● **Статья**
Студопедия.Орг Главная | Случайная страница | Контакты | Мы поможем в написании вашей работы!  
 

МИР СМЕРТИ I 4 страница



Хотя после смерти инфанты Изабеллы в 1633 году Рубенс окончательно отошел от дипломатической деятельности, судьба и благополучие родной земли не переставали глубоко его волновать. И ярчайшим подтверждением его чувств гражданина и патриота стало участие, которое принял художник в работе по украшению Антверпена в честь прибытия в город нового наместника — преемника инфанты Изабеллы, брата короля Филиппа IV, кардинала-инфанта Фердинанда.

Такие встречи нового правителя были старинным обычаем нидерландских городов, утвердившимся с времен средневековья. Некогда это был торжественный государственный акт: во время церемонии новый правитель подтверждал все права и привилегии города, после чего горожане приносили ему клятву верности. Но постепенно данный обычай, получивший название «торжественного въезда» или «радостного вступления», утратил свое политическое значение, превратившись в пышное празднество в честь нового правителя или его наместника в Нидерландах, празднество, пробудившее к жизни своеобразный вид искусства, соединивший в себе и архитектуру, и живопись, и музыку, и театральное действие.

Въезд в Антверпен кардинала-инфанта Фердинанда 17 апреля 1635 года также не был государственным, политическим актом. Но талант и патриотическое чувство Рубенса возвысили его до значения настоящего исторического события. Городские власти поручили Рубенсу составление общего проекта праздничного убранства города. Причем в решении антверпенского магистрата было высказано пожелание «показать нынешнюю степень обнищания страны и города, дабы подвигнуть его высочество им помочь». А в новом наместнике, только что (в сентябре 1634 года) одержавшем крупную победу над шведами при Нордлингене (Западная Германия), жители Антверпена надеялись найти долгожданного спасителя страны, ибо его победа, его реальный успех пробудили у них новые надежды: от Фердинанда ждали теперь установления мира и процветания государства. И именно поэтому Рубенс сделал его центральным героем сюжетов, избранных им для декоративных сооружений, украсивших город на время въезда кардинала-инфанта. Основой же их, главной темой была судьба родной земли, будущность Антверпена, тревоги и чаяния его жителей. А воодушевление, с которым встречали кардинала-инфанта, было всеобщим: ведь в работах по оформлению города участвовали едва ли не все жившие тогда в Антверпене живописцы, скульпторы и мастеровые самых различных специальностей. И поистине этот прием Фердинанда вылился в триумф единства национальной художественной школы, ибо за всю историю «въездов» Антверпен не видел столь цельного в идейном и художественном отношении ансамбля, какой составили исполненные по эскизам Рубенса временные сооружения, украсившие город в 1635 году.

● **Приложенные записи**
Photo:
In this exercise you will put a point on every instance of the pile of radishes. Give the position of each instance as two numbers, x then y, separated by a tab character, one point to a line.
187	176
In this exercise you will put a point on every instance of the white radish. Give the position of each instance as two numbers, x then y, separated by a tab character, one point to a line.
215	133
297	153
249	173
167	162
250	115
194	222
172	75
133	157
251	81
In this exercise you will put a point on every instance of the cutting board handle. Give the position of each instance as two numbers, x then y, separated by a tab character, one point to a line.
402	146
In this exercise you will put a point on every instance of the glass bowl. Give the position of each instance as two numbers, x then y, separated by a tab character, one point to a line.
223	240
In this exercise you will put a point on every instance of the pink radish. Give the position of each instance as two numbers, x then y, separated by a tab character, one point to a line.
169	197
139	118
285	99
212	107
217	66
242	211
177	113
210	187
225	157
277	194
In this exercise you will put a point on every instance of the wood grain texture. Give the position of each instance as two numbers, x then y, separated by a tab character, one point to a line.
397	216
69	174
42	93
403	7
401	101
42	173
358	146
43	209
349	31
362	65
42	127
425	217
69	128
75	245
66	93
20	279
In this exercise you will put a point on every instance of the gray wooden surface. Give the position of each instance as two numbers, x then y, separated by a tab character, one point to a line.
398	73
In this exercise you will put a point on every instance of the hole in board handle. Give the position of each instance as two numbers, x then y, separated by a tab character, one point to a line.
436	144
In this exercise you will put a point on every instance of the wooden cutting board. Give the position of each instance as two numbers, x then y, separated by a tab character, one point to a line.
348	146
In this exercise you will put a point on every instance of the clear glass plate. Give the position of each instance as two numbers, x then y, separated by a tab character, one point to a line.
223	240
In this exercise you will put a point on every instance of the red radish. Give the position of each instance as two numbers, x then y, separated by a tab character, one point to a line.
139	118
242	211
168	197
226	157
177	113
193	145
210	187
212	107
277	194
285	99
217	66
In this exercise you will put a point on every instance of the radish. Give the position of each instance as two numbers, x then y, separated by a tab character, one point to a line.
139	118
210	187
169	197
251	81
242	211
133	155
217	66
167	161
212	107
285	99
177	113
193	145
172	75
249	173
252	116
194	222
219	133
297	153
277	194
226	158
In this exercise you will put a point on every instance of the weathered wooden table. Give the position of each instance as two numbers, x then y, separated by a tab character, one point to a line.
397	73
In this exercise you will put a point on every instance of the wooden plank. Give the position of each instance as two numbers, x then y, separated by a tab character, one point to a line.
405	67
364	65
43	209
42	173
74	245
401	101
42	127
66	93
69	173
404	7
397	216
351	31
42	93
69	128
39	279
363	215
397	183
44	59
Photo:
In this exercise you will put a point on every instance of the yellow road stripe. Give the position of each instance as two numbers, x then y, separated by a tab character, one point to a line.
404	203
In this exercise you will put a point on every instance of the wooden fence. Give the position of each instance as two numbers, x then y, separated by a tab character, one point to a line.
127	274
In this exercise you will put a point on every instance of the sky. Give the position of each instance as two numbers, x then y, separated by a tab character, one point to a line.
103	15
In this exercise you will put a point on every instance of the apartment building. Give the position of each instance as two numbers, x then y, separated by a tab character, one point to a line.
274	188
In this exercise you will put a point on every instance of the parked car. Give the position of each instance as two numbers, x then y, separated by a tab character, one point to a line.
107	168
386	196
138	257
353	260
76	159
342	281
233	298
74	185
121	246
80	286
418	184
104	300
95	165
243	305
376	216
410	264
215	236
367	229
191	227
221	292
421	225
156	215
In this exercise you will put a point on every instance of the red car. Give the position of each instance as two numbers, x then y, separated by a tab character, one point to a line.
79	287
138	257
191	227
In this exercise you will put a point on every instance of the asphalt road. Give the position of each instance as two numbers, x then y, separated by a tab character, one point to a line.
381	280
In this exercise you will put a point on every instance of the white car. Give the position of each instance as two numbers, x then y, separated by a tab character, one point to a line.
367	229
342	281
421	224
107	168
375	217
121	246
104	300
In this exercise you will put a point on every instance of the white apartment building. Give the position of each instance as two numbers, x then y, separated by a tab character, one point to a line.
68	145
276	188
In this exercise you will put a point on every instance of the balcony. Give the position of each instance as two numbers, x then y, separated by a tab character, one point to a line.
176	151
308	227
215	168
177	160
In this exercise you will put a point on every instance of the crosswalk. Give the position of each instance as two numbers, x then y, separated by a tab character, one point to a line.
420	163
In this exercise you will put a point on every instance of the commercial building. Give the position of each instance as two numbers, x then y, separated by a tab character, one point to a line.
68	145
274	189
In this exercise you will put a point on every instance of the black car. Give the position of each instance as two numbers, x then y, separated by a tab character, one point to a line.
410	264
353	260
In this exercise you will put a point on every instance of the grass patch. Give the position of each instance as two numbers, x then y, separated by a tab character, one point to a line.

● **Что нужно сделать**
A - Скопируйте дословно фрагмент статьи, который открывается словами «МИР СМЕРТИ I» и завершается словами «IV, кардинала-инфанта Фердинанда.».
B - Ответьте по статье:
(i) В каком году умерла инфанта Изабелла?
(ii) Какого числа кардинал-инфант Фердинанд въехал в Антверпен?
(iii) Над кем Фердинанд одержал победу при Нордлингене?
Записи со статьей никак не связаны.

● **Ответы по заданиям**
A -
МИР СМЕРТИ I 4 страница



Хотя после смерти инфанты Изабеллы в 1633 году Рубенс окончательно отошел от дипломатической деятельности, судьба и благополучие родной земли не переставали глубоко его волновать. И ярчайшим подтверждением его чувств гражданина и патриота стало участие, которое принял художник в работе по украшению Антверпена в честь прибытия в город нового наместника — преемника инфанты Изабеллы, брата короля Филиппа IV, кардинала-инфанта Фердинанда.

B -
(i) В 1633 году.
(ii) 17 апреля 1635 года.
(iii) Над шведами.